>>>

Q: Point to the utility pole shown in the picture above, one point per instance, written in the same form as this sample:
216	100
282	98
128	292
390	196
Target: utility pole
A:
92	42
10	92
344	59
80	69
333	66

<<<

## Written exercise
Copy the records above line for line, with no changes.

## Exercise solution
Q: Point to the utility pole shown in the picture above, one point per instance, written in the same form as this sample:
216	100
282	98
128	292
390	196
Target: utility pole
A:
92	42
10	92
344	59
80	69
333	66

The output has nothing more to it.